== SOURCE MATERIAL ==

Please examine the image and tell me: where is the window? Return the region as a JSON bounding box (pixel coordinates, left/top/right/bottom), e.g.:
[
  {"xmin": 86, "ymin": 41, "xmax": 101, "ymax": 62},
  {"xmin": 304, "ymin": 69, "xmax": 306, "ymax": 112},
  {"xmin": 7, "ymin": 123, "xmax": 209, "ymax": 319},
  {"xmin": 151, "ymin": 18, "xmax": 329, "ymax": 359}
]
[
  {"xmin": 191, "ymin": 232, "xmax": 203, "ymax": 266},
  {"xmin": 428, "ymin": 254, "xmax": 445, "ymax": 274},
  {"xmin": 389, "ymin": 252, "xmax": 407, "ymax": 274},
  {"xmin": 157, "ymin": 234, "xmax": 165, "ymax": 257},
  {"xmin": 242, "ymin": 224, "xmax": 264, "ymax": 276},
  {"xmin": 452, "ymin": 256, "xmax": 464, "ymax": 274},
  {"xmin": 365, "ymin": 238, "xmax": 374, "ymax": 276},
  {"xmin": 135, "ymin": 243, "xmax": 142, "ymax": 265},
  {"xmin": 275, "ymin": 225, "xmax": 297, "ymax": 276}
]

===

Write out all records exactly, keeping every detail.

Please examine the image and tell me: where is the window? Return the region as a JSON bounding box (pixel coordinates, left/top/right/bottom), e.g.:
[
  {"xmin": 86, "ymin": 41, "xmax": 101, "ymax": 62},
  {"xmin": 304, "ymin": 69, "xmax": 306, "ymax": 112},
  {"xmin": 7, "ymin": 123, "xmax": 209, "ymax": 319},
  {"xmin": 151, "ymin": 18, "xmax": 329, "ymax": 359}
]
[
  {"xmin": 191, "ymin": 232, "xmax": 203, "ymax": 266},
  {"xmin": 428, "ymin": 254, "xmax": 445, "ymax": 274},
  {"xmin": 389, "ymin": 252, "xmax": 407, "ymax": 274},
  {"xmin": 157, "ymin": 234, "xmax": 165, "ymax": 257},
  {"xmin": 242, "ymin": 224, "xmax": 264, "ymax": 276},
  {"xmin": 452, "ymin": 256, "xmax": 464, "ymax": 274},
  {"xmin": 365, "ymin": 238, "xmax": 374, "ymax": 276},
  {"xmin": 135, "ymin": 243, "xmax": 142, "ymax": 265},
  {"xmin": 275, "ymin": 225, "xmax": 297, "ymax": 276}
]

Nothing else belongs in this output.